RECORD LIST>

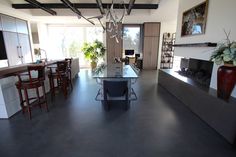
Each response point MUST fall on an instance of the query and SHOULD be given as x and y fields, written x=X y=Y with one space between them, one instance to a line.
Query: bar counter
x=13 y=70
x=9 y=98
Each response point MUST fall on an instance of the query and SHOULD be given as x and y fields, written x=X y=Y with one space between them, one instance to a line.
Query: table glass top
x=116 y=70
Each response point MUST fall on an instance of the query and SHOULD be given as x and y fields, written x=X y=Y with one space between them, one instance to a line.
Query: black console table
x=202 y=101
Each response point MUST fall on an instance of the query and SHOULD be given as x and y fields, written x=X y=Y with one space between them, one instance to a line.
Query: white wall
x=220 y=16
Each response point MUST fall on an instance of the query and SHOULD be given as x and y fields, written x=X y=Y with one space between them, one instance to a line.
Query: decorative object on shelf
x=93 y=51
x=226 y=74
x=194 y=20
x=167 y=54
x=41 y=57
x=206 y=44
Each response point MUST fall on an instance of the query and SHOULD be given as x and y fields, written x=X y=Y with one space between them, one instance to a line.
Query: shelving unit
x=167 y=51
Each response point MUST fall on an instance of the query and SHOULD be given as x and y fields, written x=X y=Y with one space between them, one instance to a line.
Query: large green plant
x=93 y=51
x=225 y=52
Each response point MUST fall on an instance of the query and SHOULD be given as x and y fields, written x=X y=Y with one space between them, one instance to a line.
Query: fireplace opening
x=198 y=70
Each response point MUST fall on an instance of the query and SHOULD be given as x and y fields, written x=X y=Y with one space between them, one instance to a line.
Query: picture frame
x=194 y=20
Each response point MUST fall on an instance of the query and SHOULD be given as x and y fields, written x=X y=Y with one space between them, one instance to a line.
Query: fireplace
x=198 y=70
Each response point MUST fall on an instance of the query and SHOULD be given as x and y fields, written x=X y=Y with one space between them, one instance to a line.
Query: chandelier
x=114 y=18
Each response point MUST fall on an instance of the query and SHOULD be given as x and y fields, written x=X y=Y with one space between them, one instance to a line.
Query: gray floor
x=157 y=125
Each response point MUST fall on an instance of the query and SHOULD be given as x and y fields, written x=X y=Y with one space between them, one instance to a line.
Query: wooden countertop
x=13 y=70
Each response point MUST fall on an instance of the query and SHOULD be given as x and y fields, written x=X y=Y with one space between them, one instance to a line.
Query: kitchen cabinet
x=151 y=45
x=152 y=29
x=8 y=23
x=150 y=52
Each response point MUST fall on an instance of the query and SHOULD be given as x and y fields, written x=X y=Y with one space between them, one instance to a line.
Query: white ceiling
x=86 y=1
x=65 y=16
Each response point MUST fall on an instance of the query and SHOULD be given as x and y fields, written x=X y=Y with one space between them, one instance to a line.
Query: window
x=132 y=38
x=66 y=41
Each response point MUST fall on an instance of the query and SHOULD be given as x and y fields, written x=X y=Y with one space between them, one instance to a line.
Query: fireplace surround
x=198 y=70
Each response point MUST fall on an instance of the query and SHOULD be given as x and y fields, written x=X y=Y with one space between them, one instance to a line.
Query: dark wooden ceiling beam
x=131 y=5
x=84 y=6
x=70 y=5
x=34 y=3
x=99 y=3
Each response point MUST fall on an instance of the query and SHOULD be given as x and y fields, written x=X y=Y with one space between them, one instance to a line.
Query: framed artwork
x=194 y=20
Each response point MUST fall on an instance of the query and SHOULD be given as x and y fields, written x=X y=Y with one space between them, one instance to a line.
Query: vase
x=226 y=79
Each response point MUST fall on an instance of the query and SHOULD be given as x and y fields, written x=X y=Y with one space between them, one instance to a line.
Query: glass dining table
x=116 y=72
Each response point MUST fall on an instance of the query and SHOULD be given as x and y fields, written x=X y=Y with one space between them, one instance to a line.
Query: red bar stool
x=61 y=74
x=29 y=81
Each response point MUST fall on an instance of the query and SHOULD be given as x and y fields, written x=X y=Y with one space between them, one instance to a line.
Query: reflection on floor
x=156 y=125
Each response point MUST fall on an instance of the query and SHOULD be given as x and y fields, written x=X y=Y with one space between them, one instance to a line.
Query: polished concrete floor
x=156 y=125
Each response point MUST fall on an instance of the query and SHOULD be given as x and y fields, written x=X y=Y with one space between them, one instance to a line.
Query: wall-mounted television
x=129 y=52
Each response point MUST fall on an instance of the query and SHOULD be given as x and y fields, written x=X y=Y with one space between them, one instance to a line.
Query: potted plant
x=93 y=51
x=226 y=74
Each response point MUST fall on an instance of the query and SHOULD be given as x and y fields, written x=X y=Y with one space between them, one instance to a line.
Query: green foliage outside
x=93 y=51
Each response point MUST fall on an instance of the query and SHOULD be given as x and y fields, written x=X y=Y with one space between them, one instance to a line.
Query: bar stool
x=69 y=60
x=60 y=73
x=33 y=79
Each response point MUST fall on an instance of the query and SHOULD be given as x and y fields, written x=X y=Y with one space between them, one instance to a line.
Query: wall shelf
x=206 y=44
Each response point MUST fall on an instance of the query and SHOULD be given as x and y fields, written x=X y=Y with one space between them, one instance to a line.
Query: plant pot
x=226 y=79
x=93 y=65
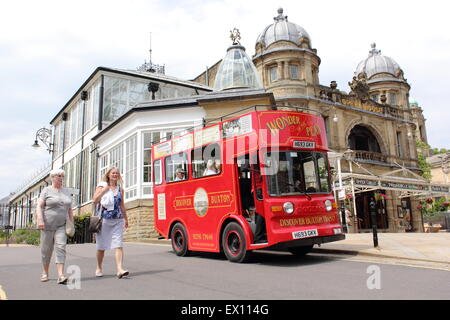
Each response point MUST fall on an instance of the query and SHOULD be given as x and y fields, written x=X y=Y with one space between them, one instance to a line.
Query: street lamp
x=43 y=135
x=445 y=162
x=350 y=156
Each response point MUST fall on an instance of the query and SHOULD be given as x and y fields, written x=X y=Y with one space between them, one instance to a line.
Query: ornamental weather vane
x=235 y=36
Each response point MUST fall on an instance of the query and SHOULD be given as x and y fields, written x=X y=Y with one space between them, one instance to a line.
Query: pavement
x=424 y=249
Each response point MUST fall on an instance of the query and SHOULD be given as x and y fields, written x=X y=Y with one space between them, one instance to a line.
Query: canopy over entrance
x=404 y=181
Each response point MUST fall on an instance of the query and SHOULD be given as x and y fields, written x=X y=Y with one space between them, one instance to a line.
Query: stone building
x=373 y=127
x=115 y=115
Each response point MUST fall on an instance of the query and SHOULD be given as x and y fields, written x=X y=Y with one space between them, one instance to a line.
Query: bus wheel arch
x=179 y=239
x=234 y=242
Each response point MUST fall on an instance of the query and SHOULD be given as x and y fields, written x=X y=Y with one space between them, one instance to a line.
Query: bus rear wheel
x=300 y=251
x=179 y=240
x=234 y=244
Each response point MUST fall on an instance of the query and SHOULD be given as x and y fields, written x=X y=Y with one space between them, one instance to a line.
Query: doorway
x=363 y=210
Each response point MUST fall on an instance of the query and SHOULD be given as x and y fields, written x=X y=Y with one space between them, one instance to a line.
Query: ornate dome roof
x=237 y=69
x=377 y=63
x=413 y=102
x=282 y=29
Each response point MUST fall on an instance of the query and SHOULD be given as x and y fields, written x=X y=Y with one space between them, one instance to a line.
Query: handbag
x=95 y=221
x=70 y=227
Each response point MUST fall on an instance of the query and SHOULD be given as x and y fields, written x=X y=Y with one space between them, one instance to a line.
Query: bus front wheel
x=179 y=240
x=300 y=251
x=234 y=244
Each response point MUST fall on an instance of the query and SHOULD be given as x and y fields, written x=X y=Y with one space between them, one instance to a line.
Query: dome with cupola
x=237 y=69
x=376 y=64
x=282 y=29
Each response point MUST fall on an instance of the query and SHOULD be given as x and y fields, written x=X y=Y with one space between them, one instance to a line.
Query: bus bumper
x=306 y=242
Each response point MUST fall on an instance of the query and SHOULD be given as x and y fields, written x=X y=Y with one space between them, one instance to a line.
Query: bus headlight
x=288 y=207
x=328 y=205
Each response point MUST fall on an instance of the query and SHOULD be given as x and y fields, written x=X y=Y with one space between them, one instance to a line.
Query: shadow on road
x=131 y=276
x=274 y=258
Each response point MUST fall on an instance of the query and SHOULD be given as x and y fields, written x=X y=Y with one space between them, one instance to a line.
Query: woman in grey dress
x=54 y=204
x=109 y=195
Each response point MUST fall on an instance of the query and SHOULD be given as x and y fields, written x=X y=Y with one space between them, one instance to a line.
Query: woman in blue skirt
x=109 y=197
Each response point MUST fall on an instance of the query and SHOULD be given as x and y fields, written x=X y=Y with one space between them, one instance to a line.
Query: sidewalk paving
x=413 y=247
x=418 y=247
x=427 y=247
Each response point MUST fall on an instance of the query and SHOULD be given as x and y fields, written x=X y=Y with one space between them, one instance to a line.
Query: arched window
x=362 y=139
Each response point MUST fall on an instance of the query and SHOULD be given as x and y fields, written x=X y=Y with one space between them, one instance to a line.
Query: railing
x=367 y=156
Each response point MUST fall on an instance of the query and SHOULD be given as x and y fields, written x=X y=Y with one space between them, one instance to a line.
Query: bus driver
x=179 y=174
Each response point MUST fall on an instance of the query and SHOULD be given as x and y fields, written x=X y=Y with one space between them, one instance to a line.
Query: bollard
x=344 y=221
x=373 y=218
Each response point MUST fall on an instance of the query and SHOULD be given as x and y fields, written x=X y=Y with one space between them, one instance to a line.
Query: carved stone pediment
x=359 y=88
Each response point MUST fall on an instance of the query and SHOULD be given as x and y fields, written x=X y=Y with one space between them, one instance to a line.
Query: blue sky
x=48 y=48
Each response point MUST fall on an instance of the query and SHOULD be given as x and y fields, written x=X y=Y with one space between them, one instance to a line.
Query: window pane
x=273 y=73
x=294 y=71
x=206 y=161
x=158 y=172
x=176 y=163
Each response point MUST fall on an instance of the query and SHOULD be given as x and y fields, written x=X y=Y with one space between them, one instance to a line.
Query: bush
x=26 y=236
x=2 y=235
x=81 y=223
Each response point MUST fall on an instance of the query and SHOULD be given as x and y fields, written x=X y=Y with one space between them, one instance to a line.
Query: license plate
x=305 y=234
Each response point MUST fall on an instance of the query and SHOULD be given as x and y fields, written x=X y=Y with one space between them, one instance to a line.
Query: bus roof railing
x=229 y=115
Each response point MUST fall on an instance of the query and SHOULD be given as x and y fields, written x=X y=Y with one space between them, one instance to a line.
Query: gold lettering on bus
x=282 y=122
x=358 y=104
x=220 y=199
x=313 y=130
x=306 y=221
x=183 y=202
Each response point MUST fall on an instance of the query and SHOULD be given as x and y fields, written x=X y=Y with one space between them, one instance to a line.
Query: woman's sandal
x=120 y=275
x=62 y=280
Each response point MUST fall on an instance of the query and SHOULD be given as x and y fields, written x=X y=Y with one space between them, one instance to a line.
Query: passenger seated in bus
x=210 y=168
x=245 y=186
x=179 y=174
x=248 y=207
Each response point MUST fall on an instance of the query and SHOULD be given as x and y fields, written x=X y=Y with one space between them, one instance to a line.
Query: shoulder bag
x=95 y=221
x=70 y=227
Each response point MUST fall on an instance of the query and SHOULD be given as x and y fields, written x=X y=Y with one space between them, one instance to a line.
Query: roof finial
x=235 y=36
x=280 y=16
x=374 y=50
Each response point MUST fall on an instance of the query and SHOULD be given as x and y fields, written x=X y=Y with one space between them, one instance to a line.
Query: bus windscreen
x=296 y=173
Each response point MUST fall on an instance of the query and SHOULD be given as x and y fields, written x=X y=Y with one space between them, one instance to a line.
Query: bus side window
x=176 y=167
x=157 y=172
x=206 y=161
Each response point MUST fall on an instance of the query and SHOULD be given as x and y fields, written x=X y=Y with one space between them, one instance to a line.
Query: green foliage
x=80 y=227
x=422 y=145
x=2 y=235
x=440 y=151
x=432 y=208
x=424 y=166
x=26 y=236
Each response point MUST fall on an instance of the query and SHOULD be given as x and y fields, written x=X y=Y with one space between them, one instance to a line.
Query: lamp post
x=153 y=87
x=349 y=155
x=43 y=135
x=373 y=219
x=445 y=162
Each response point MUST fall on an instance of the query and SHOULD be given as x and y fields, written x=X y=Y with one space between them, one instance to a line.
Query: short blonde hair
x=56 y=172
x=106 y=175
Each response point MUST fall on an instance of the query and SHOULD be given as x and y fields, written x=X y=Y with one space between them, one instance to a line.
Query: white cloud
x=48 y=50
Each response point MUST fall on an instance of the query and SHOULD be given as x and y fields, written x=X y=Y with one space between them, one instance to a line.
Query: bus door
x=251 y=195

WHAT YOU NEED TO DO>
Count the lines in the items above that contain the word "floor", and give only that number.

ANSWER>
3